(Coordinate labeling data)
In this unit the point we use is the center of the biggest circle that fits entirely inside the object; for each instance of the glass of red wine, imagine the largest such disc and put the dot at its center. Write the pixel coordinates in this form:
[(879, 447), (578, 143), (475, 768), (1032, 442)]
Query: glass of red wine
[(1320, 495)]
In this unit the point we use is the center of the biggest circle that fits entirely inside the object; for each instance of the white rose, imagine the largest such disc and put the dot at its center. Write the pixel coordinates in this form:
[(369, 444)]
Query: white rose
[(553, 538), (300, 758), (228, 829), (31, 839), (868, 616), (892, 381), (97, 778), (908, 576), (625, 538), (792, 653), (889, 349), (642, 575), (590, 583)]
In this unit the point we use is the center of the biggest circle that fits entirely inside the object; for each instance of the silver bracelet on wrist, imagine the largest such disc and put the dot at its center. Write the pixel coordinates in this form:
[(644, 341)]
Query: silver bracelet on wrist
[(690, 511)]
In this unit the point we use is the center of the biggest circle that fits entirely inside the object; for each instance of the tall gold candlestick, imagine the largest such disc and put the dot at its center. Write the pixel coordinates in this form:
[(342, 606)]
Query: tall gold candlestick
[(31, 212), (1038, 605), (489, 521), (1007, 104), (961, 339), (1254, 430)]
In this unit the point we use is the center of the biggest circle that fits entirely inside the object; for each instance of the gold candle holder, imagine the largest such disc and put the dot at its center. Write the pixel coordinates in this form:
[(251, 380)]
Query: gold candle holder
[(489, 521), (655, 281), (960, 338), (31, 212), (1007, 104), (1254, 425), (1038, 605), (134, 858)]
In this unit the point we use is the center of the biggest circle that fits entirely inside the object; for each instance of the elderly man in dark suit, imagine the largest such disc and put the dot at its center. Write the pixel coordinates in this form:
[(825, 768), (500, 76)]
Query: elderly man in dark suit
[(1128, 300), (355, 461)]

* WHAT THIS TASK INVOLVES: Put every line from the start of the material up to and including the line with "[(1320, 495)]" into a numbered list, leaving out blank lines.

* RESPONSE TO THE TASK:
1. In this unit the point we use is the center of the biggest circle that fits entirely inside the object; for each instance of the glass of red wine, imagine the largest such disc and put the dot at its center. Write the pixel coordinates in this form:
2. [(879, 447), (578, 143), (475, 768), (1032, 442)]
3. Query: glass of red wine
4. [(1320, 495)]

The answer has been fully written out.